Try it: Please print the data again exactly as given.

Extracted information:
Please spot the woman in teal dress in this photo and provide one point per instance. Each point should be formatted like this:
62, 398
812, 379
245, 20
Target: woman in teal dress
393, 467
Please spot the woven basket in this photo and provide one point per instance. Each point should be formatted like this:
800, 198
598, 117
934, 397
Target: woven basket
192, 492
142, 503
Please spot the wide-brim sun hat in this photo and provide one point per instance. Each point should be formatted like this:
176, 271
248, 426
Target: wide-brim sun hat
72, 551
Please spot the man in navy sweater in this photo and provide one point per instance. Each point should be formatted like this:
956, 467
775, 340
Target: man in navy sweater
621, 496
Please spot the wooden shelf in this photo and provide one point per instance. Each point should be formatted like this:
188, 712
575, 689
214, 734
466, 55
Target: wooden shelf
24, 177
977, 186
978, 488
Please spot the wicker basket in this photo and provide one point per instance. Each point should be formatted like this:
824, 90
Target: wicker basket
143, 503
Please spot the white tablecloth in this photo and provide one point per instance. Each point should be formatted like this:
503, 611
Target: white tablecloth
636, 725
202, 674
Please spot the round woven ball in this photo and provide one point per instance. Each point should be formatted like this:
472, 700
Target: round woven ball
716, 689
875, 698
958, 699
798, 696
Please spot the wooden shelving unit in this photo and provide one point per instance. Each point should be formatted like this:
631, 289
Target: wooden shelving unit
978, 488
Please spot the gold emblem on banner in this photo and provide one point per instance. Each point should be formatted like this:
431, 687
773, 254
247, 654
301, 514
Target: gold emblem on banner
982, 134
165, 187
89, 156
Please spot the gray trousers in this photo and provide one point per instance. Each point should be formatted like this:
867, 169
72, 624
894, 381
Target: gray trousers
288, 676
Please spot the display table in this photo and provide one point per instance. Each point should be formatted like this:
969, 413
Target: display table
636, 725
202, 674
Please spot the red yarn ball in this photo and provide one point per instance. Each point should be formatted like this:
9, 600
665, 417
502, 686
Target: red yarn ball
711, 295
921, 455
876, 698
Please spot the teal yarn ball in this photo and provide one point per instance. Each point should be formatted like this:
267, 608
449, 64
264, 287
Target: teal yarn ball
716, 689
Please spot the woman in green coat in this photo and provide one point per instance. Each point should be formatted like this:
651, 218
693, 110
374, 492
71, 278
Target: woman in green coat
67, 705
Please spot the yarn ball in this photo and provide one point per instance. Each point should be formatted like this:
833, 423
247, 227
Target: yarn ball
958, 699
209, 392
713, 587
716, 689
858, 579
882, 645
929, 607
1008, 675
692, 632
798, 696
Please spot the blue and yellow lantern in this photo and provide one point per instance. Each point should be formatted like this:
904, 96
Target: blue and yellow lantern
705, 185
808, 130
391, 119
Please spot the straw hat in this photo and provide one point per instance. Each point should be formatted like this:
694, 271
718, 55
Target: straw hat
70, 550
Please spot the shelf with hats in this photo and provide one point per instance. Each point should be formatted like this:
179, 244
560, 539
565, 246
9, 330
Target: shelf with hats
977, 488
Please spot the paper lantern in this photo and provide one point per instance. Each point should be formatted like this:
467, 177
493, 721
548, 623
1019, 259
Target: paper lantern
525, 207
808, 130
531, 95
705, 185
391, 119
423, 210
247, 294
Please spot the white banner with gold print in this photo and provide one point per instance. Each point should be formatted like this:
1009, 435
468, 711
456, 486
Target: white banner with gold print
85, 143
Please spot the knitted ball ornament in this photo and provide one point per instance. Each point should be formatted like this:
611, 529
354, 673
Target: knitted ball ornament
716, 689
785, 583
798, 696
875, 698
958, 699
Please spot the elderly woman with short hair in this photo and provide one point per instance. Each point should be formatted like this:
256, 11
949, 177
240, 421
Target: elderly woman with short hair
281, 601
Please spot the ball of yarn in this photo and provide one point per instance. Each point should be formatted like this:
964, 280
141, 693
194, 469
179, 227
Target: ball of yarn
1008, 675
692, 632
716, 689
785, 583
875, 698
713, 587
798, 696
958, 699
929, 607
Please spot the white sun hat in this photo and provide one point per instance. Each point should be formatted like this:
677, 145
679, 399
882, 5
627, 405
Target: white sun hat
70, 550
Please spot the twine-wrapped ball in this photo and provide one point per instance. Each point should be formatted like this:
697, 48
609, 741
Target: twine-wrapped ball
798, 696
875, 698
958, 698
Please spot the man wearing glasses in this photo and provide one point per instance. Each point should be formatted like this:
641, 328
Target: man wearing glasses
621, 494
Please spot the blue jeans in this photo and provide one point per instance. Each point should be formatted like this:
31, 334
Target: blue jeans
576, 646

Solution to this task:
Please spot the woman in teal dress in this photo and provide one point per instance. Each point should be formatted like this:
62, 398
812, 379
245, 20
Target: woman in teal dress
393, 467
Please spot the woven basket in this photo and provide one point per instance. Each point should be formatted like this:
800, 198
598, 117
934, 397
Target: woven basket
192, 492
142, 503
Please spot the wide-brim sun hat in this photo and provide one point per instance. Each point should be formatted like this:
176, 271
248, 426
Target: wide-brim sun hat
72, 551
Please spot the man in navy sweater in this photo and provide one point per instance. Each point should be formatted like this:
956, 467
775, 340
Target: man in navy sweater
621, 496
Please spot the wooden shelf in this photo and provide one point per instance. Each point should be formatted like this:
188, 712
575, 689
214, 734
466, 55
Target: wooden shelf
24, 177
977, 186
978, 488
Please spot the wicker basket in this photo and provide one point per instance. Each point should be formatted like this:
824, 90
Target: wicker basket
143, 503
Please spot the white tablecloth in this photo and provide one point per instance. Each point should be formatted like this:
503, 611
Target: white tablecloth
636, 725
202, 674
Please spot the round woven ball in this photo and provide one point per instance. Each point should be formatted like this:
472, 700
Target: round woven ball
716, 689
875, 698
958, 699
798, 696
Please spot the wooden shelving unit in this photo and provide one point per instance. Each point should be formatted like this:
631, 289
Target: wooden shelving unit
978, 488
Please spot the gold emblem on banner in this photo and provide one point per instance. Each point should be formatted like this:
431, 687
773, 254
247, 654
301, 514
Target: gold emblem on banner
982, 134
165, 187
89, 156
Please spot the gray trousers in this photo and provide one point per instance. Each point should be formatted like this:
867, 169
72, 624
894, 381
Target: gray trousers
288, 676
Please spot the display table in this photo and provide one point per instance. Each point should be formatted like this:
969, 413
Target: display table
636, 725
202, 674
Please spot the red yarn ball in this photo and provide one point per instance. Each point should be formatted like this:
9, 600
665, 417
502, 686
Target: red yarn ball
711, 295
921, 455
876, 698
Please spot the teal yarn ball in this photo and provide one point per instance. Each point should be formatted like this:
267, 608
449, 64
264, 287
Target: teal yarn ball
716, 689
Please spot the woman in green coat in this photo and provide one point per instance. Each point should be formatted like this:
651, 218
693, 110
374, 492
71, 278
Target: woman in green coat
67, 705
Please spot the yarn ball in this photo and provide one point per instance. Each point should be formatted like this:
833, 423
247, 227
Target: yarn ball
958, 699
209, 392
713, 587
716, 689
858, 579
882, 645
929, 607
1008, 675
692, 632
798, 696
Please spot the blue and yellow lantern in this photo and provide one point per instance. Each point should be formatted like this:
904, 96
Target: blue and yellow lantern
705, 185
808, 130
391, 119
Please spot the straw hat in this photo and provide one point per instance. Each point should be formatted like this:
694, 271
718, 55
Target: straw hat
70, 550
Please spot the shelf with hats in this photo and provide one point per instance. Each point should be formatted like this:
179, 244
560, 539
565, 246
9, 330
Target: shelf with hats
977, 488
Please spot the paper lantern in this photo and provide one point per instance. Each point should be formatted like this:
467, 177
493, 721
548, 623
1019, 259
Target: paper lantern
525, 207
808, 130
531, 95
705, 185
391, 119
423, 210
247, 294
Please spot the white banner with gold print in this photo and provide one point per instance. Each point should be formatted like this:
1009, 435
468, 711
456, 486
Target: white banner with gold print
85, 143
Please spot the knitted ball ornament in this photo and provide one point per instance. Each point should be formatted like this:
611, 529
354, 673
Target: knitted ball ornament
716, 689
785, 583
798, 696
875, 698
958, 699
Please spot the elderly woman with short hair in this photo and provide one point per instance. Each point should be formatted like this:
256, 11
949, 177
240, 421
Target: elderly woman with short hair
281, 601
Please spot the ball of yarn in this photo and provide one point per instance. Each point should be formatted like this:
964, 280
141, 693
194, 469
179, 227
Target: ball of yarn
1008, 675
692, 632
716, 689
785, 583
875, 698
713, 587
798, 696
958, 699
929, 607
Please spot the white sun hat in this photo and provide one point per instance. Each point should be formatted like this:
677, 145
679, 399
882, 5
627, 405
Target: white sun hat
70, 550
Please spot the twine-wrapped ball in this photo and provide one point per instance. Each point should be formatted like this:
697, 48
609, 741
Target: twine-wrapped ball
798, 696
875, 698
958, 698
Please spot the man wearing glasses in this photo and provide one point per instance. Each point should be formatted like this:
641, 328
Target: man wearing glasses
621, 494
Please spot the blue jeans in this photo and provide one point per instance. Each point should be formatted like this:
31, 334
Target: blue jeans
576, 646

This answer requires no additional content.